EXTRACT PROVIDED
>> begin

This is just a proof from "reason", not from faith (and he has the Bible text at Revelations 22: 15 directly against him regarding dogs). Maybe animals get into the Holy City as they were first created, or, as we have eaten some of them, our reincarnation will involve something of them being mixed up with us in heaven,

The purportedly satirical work sounds in places very much like neo-platonically influenced writing of the Vaughan / Thomas Traherne kind:

“Thus the stocks and the stones in their silence, and in their naturall properties; the beasts in their sounds and their cries, in their sence and in their motions, all serue to praise him: for God requires no more then he hath first giuen, the right imployment of his gifts is indeed to praise him.”

That reminds me of Vaughan’s assertion that even stones “are deep in contemplation” of God, and that ecstatic brushing aside of anything as petty as facts is like Traherne.


This odd work can perhaps be thought of as a kind of pendant to his earlier and better-known work, The fall of man, or the corruption of nature, proved by the light of our naturall reason, 1616, That work involved Goodman in a long contemplation of the fallen state of God's creation, and he has much to say about 'the creatures'. In fact, an incredible amount: he can't think about humankind without triangulating between the angels (sketchy data) and the animals (a point of reference on almost every page). In this earlier text, there's no fanciful imagining of the animals as worshiping God in some silent fashion. They are simply the lower creation, and the decayed state of humankind means that we are falling closer to them, and that they are in many ways better off than us. "It should seeme wee live upon the borders, betweene God and the creatures", reflects Goodman, in thinking about why mankind is more susceptible to illness than animals are. That's because God's plagues light first on us, as is just.

>> end

PROVIDED RECORDS

>> begin

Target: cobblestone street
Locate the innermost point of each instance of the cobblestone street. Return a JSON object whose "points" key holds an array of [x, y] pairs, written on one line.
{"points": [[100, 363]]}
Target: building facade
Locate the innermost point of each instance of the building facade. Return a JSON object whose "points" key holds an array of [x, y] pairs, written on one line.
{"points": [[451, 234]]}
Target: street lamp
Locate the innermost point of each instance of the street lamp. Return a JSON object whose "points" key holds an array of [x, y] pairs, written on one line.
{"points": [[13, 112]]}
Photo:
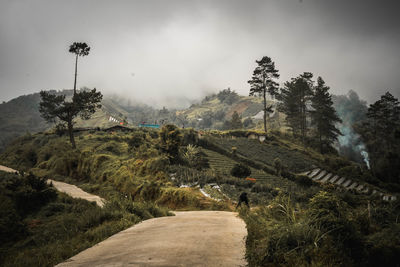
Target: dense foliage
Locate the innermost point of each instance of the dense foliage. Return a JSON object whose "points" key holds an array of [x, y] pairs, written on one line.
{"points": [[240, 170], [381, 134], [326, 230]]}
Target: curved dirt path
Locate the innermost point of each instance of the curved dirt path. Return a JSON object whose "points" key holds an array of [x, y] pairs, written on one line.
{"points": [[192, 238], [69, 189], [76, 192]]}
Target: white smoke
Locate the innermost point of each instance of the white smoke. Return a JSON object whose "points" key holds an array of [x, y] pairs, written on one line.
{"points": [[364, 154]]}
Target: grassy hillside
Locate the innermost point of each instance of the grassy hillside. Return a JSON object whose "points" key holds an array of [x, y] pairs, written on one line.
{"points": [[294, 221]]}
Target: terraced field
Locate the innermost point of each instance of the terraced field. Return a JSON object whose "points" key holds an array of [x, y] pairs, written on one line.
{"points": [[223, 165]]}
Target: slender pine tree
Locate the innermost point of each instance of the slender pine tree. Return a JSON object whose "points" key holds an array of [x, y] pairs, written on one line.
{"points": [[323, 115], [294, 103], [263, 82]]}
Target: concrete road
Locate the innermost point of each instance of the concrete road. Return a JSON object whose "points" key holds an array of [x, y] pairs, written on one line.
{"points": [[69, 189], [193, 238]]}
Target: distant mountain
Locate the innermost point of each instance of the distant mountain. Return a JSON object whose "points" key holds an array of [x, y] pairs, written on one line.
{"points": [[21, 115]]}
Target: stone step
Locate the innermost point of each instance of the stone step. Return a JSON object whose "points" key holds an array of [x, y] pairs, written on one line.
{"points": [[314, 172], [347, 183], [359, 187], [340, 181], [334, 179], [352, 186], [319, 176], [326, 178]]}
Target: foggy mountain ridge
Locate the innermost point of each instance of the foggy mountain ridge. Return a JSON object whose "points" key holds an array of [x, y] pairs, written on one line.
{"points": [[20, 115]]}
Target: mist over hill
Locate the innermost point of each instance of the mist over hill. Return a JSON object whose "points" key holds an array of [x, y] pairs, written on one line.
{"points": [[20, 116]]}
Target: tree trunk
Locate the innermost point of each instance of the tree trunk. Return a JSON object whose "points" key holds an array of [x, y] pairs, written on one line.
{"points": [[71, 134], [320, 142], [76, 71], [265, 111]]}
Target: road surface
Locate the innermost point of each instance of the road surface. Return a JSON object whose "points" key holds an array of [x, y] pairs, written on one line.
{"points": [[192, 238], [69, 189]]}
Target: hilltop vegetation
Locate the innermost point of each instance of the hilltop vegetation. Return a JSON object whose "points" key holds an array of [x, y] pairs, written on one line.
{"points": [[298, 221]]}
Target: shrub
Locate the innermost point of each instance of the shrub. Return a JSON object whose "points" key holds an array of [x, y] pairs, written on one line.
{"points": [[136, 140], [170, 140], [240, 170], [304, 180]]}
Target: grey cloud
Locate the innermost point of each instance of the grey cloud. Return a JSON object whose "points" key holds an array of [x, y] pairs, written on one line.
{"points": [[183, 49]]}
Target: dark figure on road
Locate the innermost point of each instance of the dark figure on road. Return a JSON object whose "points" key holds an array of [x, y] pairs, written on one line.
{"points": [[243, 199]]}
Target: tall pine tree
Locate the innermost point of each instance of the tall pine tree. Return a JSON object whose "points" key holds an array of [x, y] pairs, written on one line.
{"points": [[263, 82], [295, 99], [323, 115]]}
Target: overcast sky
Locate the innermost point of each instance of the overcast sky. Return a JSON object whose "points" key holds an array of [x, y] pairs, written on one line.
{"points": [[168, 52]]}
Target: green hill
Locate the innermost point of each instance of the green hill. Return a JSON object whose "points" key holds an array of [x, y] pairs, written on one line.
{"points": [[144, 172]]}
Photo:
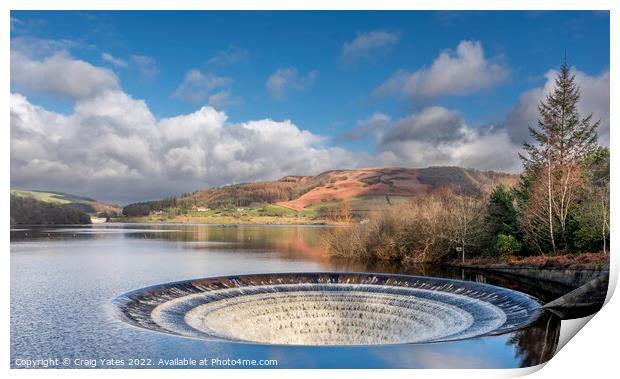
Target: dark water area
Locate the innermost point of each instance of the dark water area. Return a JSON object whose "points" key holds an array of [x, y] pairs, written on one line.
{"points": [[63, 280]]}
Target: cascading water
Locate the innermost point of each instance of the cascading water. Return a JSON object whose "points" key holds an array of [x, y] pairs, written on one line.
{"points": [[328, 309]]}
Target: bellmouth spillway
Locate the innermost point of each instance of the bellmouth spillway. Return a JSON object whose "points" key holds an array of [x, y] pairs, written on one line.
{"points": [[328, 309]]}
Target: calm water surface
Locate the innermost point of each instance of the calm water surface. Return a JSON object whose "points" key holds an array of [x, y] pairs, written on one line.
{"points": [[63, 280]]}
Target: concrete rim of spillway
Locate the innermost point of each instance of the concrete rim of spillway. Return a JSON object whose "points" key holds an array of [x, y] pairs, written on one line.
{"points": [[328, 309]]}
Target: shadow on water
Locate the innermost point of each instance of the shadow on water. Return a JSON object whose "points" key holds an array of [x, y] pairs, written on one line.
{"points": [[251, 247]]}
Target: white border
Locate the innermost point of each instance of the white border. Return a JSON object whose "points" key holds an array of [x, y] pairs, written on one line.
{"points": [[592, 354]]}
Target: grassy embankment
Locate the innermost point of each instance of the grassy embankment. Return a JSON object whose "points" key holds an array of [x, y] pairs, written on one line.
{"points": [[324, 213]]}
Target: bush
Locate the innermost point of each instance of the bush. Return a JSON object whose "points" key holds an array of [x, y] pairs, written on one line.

>> end
>> begin

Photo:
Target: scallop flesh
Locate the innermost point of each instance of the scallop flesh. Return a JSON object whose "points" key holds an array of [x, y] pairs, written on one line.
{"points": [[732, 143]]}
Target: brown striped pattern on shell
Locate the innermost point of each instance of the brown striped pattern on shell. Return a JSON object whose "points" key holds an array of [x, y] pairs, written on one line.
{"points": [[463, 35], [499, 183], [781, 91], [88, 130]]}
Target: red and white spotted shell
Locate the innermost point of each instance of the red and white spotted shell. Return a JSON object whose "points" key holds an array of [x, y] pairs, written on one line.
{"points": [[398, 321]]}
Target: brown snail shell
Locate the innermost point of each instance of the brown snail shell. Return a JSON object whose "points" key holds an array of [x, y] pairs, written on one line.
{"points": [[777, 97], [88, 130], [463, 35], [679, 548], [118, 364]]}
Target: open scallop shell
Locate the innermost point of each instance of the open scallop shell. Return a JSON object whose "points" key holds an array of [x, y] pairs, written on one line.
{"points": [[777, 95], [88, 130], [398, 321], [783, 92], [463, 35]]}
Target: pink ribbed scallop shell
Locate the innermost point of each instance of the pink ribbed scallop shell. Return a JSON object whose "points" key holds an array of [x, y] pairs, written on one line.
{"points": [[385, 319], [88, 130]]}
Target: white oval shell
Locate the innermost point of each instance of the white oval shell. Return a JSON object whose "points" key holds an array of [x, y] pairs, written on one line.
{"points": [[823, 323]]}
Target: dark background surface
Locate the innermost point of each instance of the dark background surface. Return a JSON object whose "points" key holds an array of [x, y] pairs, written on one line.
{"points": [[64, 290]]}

>> end

WORK TO COMPLETE
Decide whether each statement below agrees with the excerpt on Goodman's writings, answering yes or no and quoting the deciding words of the text: 1. The fall of man, or the corruption of nature appeared in 1616. 2. In The fall of man, Goodman pictures the animals worshiping God in a silent way. 3. Vaughan is said to have claimed that even stones contemplate God.

THE OUTPUT
1. Yes: "The fall of man, or the corruption of nature, proved by the light of our naturall reason, 1616,"
2. No: "In this earlier text, there's no fanciful imagining of the animals as worshiping God in some silent fashion."
3. Yes: "Vaughan’s assertion that even stones “are deep in contemplation” of God"